I’m trying to use logic similar to the following in a kernel:
int dim1 = threadIdx.x / some_int;
int dim2 = threadIdx.x % some_int;
Where dim1 and dim2 then have meaningful index values.
However when I debug and watch dim1 and dim2 they do not appear to be calculating correctly. (And I have to make them ‘volatile’ for them to be viewable in the debugger in the first place.) Just wondering if floored division and modulo operations are known to be glitchy / to be avoided?
Glitchy? No. To be avoided? Possibly, due to performance reasons; but this doesn’t seem to be such an instance.
Do you have a minimal, buildable and runnable example that demonstrates the issue you observe?
Here it is. I’m getting all 0’s in the displayed output.
#include "cuda_runtime.h"
#include <iostream>
__global__ void division_test_kernel(const int denominator, int * d1_out, int * d2_out)
{
int d1 = (int)threadIdx.x / denominator;
int d2 = (int)threadIdx.x % denominator;
int tid = (int)blockIdx.x * (int)blockDim.x + (int)threadIdx.x;
d1_out[tid] = d1;
d2_out[tid] = d2;
}
void division_test()

****************

Aim: Continue the forum thread on integer division and modulo in a CUDA kernel, starting right after its last line.

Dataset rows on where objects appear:

****************

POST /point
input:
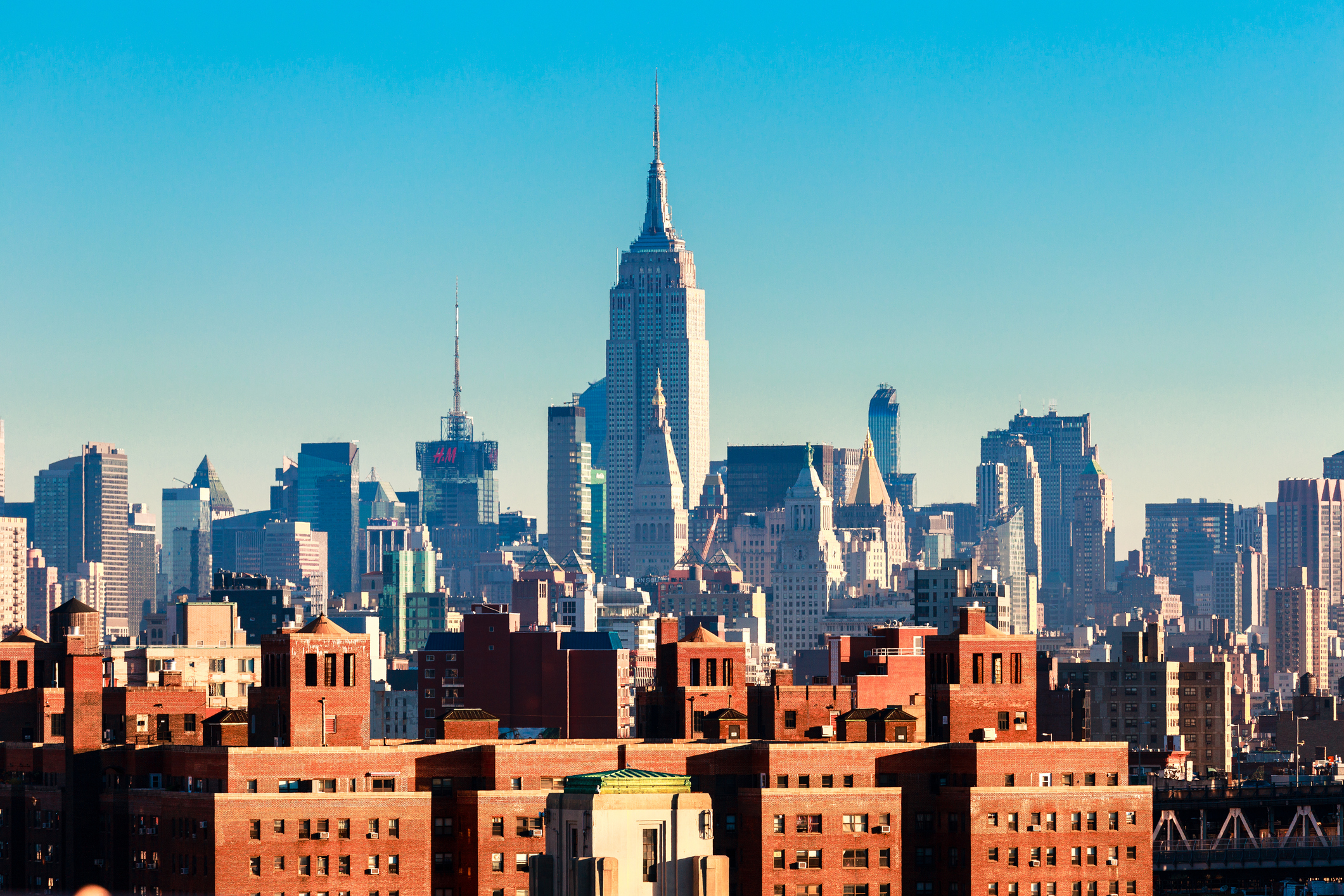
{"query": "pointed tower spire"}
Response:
(458, 357)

****************

Task result:
{
int blocks = 1;
int threads_per_block = 256;
int denominator = 10;
int * d1_out, *d2_out;
// allocate device memory
cudaMalloc((void**)&d1_out, blocks * threads_per_block * sizeof(int));
cudaMalloc((void**)&d2_out, blocks * threads_per_block * sizeof(int));
// call kernel
division_test_kernel <<< blocks, threads_per_block >>> (denominator, d1_out, d2_out);
// allocate host memory and copy results
int *d1_out_host, *d2_out_host;
cudaMallocHost((void**)&d1_out_host, blocks * threads_per_block * sizeof(int));
cudaMallocHost((void**)&d2_out_host, blocks * threads_per_block * sizeof(int));
cudaMemcpy(d1_out, d1_out_host, blocks * threads_per_block * sizeof(int), cudaMemcpyDeviceToHost);
cudaMemcpy(d2_out, d2_out_host, blocks * threads_per_block * sizeof(int), cudaMemcpyDeviceToHost);
// display results
std::cout << "d1" << std::endl;
for (int i = 0; i < blocks * threads_per_block; ++i) std::cout << d1_out_host[i] << std::endl;
std::cout << std::endl << "d2" << std::endl;
for (int i = 0; i < blocks * threads_per_block; ++i) std::cout << d2_out_host[i] << std::endl;
// cleanup device memory
cudaFree(d1_out);
cudaFree(d2_out);
// cleanup host memory
cudaFreeHost(d1_out_host);
cudaFreeHost(d2_out_host);
}
int main()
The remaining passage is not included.